WHAT YOU HAVE TO DO =
Repeat exactly, and only, the lines from the line containing "Guideline — for every instance of the hooded" through the last line of the records below, including both.

PROVIDED MATERIAL =

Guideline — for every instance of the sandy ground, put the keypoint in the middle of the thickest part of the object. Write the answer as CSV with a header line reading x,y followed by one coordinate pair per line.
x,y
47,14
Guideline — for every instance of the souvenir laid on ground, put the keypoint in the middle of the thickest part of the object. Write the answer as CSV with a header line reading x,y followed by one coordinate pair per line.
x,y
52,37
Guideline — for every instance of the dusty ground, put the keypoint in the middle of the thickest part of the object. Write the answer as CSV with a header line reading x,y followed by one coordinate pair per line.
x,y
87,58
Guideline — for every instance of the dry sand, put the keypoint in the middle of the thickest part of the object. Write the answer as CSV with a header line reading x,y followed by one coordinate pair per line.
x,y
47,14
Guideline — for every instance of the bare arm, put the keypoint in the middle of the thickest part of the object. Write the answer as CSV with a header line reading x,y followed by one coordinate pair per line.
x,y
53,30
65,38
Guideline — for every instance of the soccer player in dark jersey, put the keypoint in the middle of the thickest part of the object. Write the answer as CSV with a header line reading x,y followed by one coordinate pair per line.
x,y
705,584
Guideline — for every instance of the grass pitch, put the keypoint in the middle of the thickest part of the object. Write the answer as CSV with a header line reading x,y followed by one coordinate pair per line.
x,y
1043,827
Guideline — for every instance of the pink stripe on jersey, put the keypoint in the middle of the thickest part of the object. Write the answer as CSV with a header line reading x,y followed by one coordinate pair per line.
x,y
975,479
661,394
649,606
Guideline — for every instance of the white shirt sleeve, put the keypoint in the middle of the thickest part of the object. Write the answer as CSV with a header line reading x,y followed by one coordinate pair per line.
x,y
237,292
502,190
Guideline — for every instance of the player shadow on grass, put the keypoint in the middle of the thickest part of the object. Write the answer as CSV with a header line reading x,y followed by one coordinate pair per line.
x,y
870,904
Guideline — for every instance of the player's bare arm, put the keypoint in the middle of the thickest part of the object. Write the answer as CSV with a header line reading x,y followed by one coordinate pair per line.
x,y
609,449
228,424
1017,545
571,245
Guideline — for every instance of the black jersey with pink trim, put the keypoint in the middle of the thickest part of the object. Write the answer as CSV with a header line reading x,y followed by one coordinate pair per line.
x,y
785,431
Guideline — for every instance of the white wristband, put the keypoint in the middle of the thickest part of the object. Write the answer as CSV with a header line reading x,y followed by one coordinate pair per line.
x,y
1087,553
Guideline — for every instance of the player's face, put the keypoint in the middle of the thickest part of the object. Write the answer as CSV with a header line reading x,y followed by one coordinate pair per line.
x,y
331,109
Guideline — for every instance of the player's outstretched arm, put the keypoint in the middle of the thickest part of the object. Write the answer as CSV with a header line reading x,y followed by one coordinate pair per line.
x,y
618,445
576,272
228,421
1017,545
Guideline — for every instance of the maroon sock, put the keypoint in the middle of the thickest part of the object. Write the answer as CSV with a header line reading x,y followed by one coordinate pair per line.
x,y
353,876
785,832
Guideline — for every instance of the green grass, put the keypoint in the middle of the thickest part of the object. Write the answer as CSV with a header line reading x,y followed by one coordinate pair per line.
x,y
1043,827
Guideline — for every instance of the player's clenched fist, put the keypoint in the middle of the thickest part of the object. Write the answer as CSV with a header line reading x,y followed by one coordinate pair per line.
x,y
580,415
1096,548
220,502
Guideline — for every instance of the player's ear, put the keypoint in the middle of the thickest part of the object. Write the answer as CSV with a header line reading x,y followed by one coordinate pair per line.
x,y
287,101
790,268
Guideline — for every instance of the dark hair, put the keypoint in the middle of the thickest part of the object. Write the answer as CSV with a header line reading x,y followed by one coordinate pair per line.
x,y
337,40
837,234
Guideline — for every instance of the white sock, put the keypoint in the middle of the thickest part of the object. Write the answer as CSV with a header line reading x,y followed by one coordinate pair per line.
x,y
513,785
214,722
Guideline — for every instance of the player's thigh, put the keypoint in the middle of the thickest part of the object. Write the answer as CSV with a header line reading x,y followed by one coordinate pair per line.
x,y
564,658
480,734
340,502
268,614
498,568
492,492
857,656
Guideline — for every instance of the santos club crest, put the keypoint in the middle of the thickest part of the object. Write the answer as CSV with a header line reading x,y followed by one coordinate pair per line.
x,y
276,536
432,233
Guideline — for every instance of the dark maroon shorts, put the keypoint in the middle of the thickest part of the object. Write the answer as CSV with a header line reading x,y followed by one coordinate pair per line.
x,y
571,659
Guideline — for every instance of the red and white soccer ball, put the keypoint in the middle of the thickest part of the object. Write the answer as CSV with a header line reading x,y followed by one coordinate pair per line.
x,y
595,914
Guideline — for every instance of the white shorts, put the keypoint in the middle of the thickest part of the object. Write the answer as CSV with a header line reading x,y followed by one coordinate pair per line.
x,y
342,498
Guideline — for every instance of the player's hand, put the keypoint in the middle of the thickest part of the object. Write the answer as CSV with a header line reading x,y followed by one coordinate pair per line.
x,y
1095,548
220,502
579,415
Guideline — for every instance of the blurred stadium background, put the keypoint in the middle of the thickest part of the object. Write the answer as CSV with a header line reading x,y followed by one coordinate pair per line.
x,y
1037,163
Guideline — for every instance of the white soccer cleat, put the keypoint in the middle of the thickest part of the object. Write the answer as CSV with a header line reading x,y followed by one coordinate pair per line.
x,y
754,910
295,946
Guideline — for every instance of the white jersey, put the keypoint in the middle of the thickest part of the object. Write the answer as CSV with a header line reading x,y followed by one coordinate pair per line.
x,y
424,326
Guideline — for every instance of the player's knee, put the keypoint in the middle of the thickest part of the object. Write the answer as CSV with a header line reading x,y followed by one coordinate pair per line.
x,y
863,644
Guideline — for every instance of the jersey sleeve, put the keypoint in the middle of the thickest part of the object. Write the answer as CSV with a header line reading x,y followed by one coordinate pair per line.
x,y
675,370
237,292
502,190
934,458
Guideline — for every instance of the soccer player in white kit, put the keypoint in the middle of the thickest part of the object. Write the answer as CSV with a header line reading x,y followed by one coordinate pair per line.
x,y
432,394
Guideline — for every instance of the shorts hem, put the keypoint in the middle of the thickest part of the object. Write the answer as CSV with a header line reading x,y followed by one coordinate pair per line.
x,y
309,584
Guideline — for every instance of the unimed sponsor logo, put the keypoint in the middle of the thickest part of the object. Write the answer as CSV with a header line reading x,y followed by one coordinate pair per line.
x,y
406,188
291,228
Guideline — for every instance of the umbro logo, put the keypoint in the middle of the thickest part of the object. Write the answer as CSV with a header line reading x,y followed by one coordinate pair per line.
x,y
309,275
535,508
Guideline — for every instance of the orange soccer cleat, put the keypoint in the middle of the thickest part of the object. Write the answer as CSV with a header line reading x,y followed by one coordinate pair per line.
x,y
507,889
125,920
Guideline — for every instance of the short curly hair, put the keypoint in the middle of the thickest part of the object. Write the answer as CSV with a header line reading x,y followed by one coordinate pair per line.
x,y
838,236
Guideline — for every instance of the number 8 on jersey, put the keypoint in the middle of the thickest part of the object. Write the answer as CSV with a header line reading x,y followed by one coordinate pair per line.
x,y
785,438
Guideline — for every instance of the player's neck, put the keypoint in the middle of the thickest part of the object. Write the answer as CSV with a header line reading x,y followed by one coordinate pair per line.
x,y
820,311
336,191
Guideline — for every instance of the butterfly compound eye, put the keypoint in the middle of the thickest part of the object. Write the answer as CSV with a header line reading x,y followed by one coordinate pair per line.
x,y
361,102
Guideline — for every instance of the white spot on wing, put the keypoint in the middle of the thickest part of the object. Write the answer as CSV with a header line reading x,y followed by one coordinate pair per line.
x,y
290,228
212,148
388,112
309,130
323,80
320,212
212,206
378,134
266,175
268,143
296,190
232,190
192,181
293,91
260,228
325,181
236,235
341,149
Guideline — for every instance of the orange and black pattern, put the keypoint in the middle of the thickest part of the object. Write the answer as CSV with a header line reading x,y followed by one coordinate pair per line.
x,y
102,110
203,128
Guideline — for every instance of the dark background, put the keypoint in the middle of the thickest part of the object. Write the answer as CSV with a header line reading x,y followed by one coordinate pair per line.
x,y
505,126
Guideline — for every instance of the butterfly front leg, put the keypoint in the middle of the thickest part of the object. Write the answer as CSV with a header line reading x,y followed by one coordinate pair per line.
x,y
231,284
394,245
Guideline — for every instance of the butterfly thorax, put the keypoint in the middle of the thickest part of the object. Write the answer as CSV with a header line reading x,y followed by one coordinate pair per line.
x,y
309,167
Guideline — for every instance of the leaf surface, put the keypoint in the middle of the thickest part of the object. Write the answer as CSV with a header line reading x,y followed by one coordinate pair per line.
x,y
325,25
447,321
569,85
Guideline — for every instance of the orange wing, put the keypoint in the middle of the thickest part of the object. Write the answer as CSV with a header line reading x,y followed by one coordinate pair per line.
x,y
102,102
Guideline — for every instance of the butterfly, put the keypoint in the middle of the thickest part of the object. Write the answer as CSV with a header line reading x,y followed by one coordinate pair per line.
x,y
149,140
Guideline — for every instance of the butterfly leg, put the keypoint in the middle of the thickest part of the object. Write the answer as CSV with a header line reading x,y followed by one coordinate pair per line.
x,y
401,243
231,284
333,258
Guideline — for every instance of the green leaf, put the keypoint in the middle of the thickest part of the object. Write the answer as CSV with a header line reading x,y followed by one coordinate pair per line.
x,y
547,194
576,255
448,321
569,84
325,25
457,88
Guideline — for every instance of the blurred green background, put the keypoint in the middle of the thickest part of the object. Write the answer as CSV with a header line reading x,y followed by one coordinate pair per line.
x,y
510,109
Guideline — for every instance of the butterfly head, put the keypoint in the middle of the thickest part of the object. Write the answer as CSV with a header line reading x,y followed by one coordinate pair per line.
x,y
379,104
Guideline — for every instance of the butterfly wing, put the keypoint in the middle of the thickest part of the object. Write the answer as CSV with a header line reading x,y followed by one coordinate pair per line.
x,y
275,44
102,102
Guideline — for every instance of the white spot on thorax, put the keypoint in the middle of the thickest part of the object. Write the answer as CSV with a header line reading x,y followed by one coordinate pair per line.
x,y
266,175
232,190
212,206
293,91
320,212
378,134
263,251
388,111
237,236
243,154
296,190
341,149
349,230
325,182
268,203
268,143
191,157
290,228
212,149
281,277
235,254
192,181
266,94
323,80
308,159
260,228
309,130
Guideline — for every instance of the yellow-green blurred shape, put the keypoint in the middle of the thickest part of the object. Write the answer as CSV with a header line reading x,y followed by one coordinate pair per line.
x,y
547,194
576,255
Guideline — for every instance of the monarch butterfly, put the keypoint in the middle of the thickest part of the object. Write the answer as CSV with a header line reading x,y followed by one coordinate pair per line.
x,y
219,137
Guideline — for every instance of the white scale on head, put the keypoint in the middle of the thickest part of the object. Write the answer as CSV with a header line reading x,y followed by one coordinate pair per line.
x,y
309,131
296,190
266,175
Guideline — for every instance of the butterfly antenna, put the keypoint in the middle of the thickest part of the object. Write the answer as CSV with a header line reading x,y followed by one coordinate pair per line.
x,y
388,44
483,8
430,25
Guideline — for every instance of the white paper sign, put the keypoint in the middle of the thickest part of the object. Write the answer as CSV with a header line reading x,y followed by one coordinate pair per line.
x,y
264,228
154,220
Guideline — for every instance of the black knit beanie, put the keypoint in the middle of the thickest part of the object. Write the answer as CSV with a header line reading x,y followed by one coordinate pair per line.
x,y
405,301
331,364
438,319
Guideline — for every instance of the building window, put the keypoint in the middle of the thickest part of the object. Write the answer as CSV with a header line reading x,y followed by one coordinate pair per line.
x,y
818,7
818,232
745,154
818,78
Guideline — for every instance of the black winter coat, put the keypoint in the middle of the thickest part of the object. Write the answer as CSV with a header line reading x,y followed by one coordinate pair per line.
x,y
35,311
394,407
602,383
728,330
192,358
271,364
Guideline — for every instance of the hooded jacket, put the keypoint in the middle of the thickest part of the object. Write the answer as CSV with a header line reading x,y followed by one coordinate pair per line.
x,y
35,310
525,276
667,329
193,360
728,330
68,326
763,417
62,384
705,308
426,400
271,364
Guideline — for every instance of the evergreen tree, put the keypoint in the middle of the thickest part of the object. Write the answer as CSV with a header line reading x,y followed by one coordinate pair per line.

SOLVED PROBLEM =
Guideline — for every instance of the hooded jacket, put the keypoint in the middle of the thickest part of the object. Write the answer as CSV with a header line reading x,y followed by one coordinate pair per line.
x,y
35,310
525,276
667,329
193,360
728,330
68,326
763,417
62,384
705,308
426,400
271,364
Guideline — for every instance of the evergreen tree, put the keypoint in the middle of the thickest part of the object. Write the answer as CSV with a header line reading x,y followed by one coordinate pair per line.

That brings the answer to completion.